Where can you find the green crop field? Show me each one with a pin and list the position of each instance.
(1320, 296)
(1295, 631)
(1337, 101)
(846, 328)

====

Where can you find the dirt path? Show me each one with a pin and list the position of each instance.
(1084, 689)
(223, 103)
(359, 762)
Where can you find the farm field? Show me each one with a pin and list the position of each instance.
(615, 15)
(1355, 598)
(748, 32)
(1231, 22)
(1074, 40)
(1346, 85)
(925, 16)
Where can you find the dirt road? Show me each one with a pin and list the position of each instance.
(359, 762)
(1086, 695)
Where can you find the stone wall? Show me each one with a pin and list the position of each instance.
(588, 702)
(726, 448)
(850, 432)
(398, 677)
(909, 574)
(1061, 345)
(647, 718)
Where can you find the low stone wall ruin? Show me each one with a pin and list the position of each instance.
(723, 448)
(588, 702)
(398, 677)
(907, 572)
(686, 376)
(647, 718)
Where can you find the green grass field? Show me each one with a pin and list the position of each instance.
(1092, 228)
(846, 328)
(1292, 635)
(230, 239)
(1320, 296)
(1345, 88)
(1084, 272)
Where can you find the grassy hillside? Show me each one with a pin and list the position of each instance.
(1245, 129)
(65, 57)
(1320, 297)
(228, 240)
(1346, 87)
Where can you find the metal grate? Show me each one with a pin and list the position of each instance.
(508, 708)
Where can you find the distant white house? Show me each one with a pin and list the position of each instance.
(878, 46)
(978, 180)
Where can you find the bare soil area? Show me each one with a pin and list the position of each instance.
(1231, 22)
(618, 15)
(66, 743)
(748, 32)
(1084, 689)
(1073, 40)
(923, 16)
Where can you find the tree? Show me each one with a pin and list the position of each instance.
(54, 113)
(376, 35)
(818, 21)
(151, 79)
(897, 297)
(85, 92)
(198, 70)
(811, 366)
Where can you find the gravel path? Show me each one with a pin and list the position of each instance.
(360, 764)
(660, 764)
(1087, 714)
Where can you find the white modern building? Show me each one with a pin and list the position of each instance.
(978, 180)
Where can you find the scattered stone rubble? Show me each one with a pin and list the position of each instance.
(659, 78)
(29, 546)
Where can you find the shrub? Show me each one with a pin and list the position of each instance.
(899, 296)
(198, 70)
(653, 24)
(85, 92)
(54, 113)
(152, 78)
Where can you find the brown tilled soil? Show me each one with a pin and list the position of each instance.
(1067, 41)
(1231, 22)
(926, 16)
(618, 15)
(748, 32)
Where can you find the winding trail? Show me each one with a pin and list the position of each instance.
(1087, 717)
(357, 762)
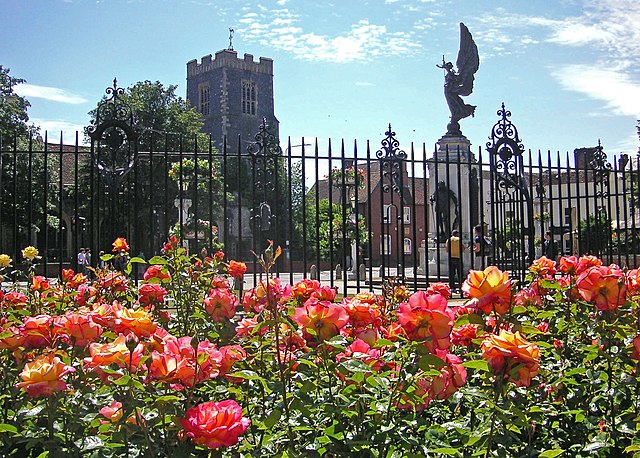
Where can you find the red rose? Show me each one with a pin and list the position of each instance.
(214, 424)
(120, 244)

====

Задание :: Перепишите дословно строки от строки с «Where can you find the dirt path?» до строки с «(1086, 695)» включительно.

Ответ ::
Where can you find the dirt path? Show me each one with a pin and list the position of each instance.
(1084, 689)
(223, 103)
(359, 762)
Where can you find the farm field? Show me each one with a pin and list the position of each instance.
(615, 15)
(1355, 598)
(748, 32)
(1231, 22)
(1074, 40)
(1346, 85)
(925, 16)
Where can you find the dirt road? Show me each one with a pin and list the position of each instance.
(359, 762)
(1086, 695)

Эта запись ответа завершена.